*Consegna:* Riscrivi tutte le righe seguenti sostituendo "Could you point out" con "Please mark" e lasciando invariato tutto il resto. Ometti le immagini.

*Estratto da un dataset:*
++++++++++++++++++++
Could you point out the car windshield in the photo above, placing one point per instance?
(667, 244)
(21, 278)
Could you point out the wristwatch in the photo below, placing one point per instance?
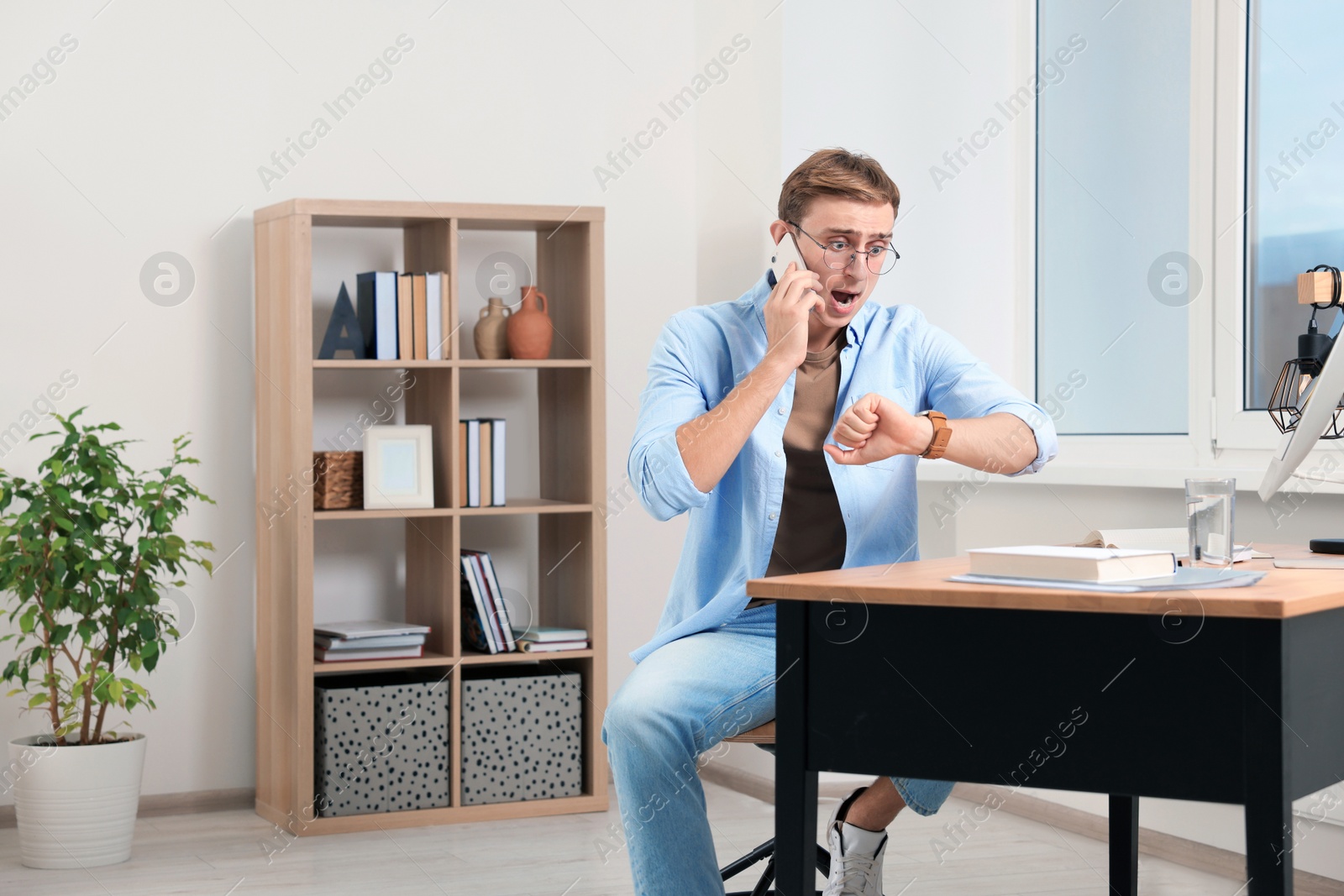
(941, 434)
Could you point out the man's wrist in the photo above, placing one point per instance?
(773, 371)
(925, 436)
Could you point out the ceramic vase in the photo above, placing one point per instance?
(76, 806)
(490, 335)
(530, 328)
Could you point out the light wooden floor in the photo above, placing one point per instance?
(221, 855)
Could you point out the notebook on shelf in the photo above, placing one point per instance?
(367, 629)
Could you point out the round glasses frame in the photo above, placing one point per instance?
(839, 254)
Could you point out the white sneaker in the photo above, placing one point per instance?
(853, 872)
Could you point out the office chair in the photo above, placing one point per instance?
(764, 736)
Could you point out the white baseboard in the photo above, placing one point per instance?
(181, 804)
(1151, 842)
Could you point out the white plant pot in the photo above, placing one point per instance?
(76, 806)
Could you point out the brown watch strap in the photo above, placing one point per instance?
(941, 436)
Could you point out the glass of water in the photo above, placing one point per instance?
(1209, 515)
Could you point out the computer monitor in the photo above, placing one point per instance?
(1321, 399)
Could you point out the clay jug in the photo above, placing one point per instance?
(490, 336)
(530, 327)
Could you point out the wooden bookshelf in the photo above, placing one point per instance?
(570, 434)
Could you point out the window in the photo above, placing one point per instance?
(1294, 175)
(1113, 273)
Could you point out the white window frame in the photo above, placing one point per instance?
(1222, 438)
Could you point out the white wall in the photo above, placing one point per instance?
(150, 139)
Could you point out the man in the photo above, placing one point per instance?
(732, 429)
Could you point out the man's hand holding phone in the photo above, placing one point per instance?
(786, 315)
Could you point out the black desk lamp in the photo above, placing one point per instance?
(1319, 288)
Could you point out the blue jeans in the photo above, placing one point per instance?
(680, 701)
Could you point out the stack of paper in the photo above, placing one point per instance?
(367, 640)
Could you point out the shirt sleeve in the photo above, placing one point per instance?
(961, 385)
(671, 398)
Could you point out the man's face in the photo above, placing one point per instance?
(831, 219)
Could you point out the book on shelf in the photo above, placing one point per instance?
(550, 647)
(375, 305)
(436, 288)
(553, 633)
(367, 629)
(486, 622)
(496, 449)
(470, 432)
(363, 644)
(323, 654)
(481, 461)
(367, 640)
(477, 631)
(402, 315)
(1072, 563)
(420, 317)
(484, 450)
(499, 613)
(405, 317)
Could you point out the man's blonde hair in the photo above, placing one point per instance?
(837, 172)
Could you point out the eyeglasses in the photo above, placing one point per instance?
(839, 254)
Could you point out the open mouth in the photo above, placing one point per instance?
(842, 301)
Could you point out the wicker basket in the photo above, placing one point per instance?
(339, 479)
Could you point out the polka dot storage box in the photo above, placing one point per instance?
(522, 735)
(382, 743)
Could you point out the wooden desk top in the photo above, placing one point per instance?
(1278, 595)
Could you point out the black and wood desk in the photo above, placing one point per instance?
(1230, 696)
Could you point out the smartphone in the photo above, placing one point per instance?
(785, 251)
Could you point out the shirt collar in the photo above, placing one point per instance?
(761, 291)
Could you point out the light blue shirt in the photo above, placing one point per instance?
(701, 356)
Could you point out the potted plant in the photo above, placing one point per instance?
(87, 551)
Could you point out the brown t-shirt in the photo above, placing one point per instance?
(811, 533)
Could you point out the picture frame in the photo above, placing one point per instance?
(398, 468)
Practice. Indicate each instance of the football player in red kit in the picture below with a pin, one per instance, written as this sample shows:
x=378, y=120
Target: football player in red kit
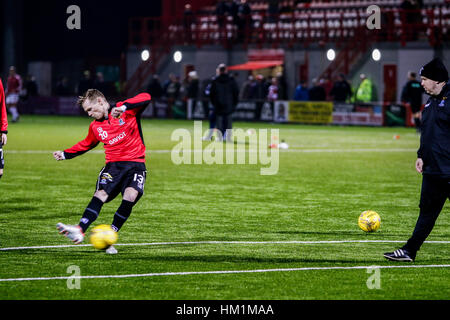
++++++++++++++++++++
*Risultato:*
Please mark the car windshield in the photo above, placing one point per instance?
(667, 244)
(21, 278)
Please mark the wristwatch in the photo below, placing one point per instance?
(941, 434)
Please mark the man's wrist in the photo above, placing one point per instance?
(773, 371)
(925, 436)
Please mark the ceramic vase in the photo above, placing one point per instance?
(76, 806)
(490, 335)
(530, 328)
Please mark the light wooden floor in the photo above, placing one point per instance?
(221, 855)
Please mark the notebook on shelf in the photo above, placing one point per instance?
(367, 629)
Please mark the round glasses frame in the photo above, placing one point per instance?
(839, 254)
Please mark the white sneaker in the photo above, placing one point per instance?
(853, 872)
Please mark the office chair in the photo above, placing one point per instance?
(764, 736)
Please mark the white baseboard in the photo above, placing one point per instance?
(181, 804)
(1151, 842)
Please mark the white plant pot in the photo above, placing one point per instance?
(76, 806)
Please mark the brown watch strap in the photo above, placing one point per instance?
(941, 436)
Please mark the glass of water in the photo above, placing one point per instance?
(1209, 515)
Please mark the computer monitor in the photo above, placing one point per instance?
(1321, 399)
Please mark the clay jug in the photo above, placing one point per instance?
(490, 336)
(530, 327)
Please mark the wooden bookshelf in the photo above, placing one point per instance?
(570, 434)
Please mark the window in the photo above, placing one point per instance?
(1294, 175)
(1113, 273)
Please mark the white window frame in the photo above, placing one point per instance?
(1222, 438)
Please mark the white wall in the photo above, placing one point per instance?
(150, 139)
Please mark the man in the photo above, placing one point per instance?
(732, 429)
Please mark the man's hand holding phone in the photo above, placing one point per instance?
(786, 315)
Please mark the black desk lamp in the photo above, placing one point per instance?
(1319, 288)
Please mark the blue jeans in the photo above, placing one point per instance?
(680, 701)
Please mark the stack of paper in the photo above, placing one point per instance?
(367, 640)
Please mark the shirt sleeve in the photo above, placing one point per instance?
(961, 385)
(671, 398)
Please mark the man's face in the photo above, placing one point per instance?
(831, 219)
Please mark the book on shelf in the photo above, placing one point per instance?
(550, 647)
(375, 305)
(436, 288)
(553, 633)
(367, 629)
(486, 622)
(496, 449)
(470, 432)
(363, 644)
(323, 654)
(481, 461)
(367, 640)
(477, 631)
(402, 315)
(1072, 563)
(420, 317)
(484, 450)
(499, 613)
(405, 317)
Please mark the man's blonde hair in the photo above, placing one point per instance?
(837, 172)
Please mark the eyeglasses in the photo above, placing one point per instance?
(839, 254)
Please mark the open mouth in the photo above, placing one point per instance?
(842, 301)
Please mark the wicker basket in the photo above, placing one point per instance?
(339, 479)
Please mark the polka dot storage box in the photo above, placing one point per instance?
(522, 735)
(382, 743)
Please mark the wooden desk top in the photo above, placing one point per instance?
(1278, 595)
Please mark the black and wood desk in the photo above, placing one point per instance?
(1230, 696)
Please mark the smartphone in the photo above, placing one point per instance?
(785, 251)
Please mark the shirt collar in the photo above, placing one point per instance?
(761, 291)
Please mark the light blue shirt in the photo above, placing one point per instance?
(701, 356)
Please mark the potted plant in the photo above, placing one point per instance?
(87, 551)
Please mark the brown t-shirt in the photo above, placing one point per instance?
(811, 533)
Please mark the picture frame in the photo above, placing one point per instance?
(398, 468)
Practice. Indicate each instance of the football player in red kit in the picture below with a pin, one per instance, written as this sample shows:
x=378, y=120
Target: football player in red kit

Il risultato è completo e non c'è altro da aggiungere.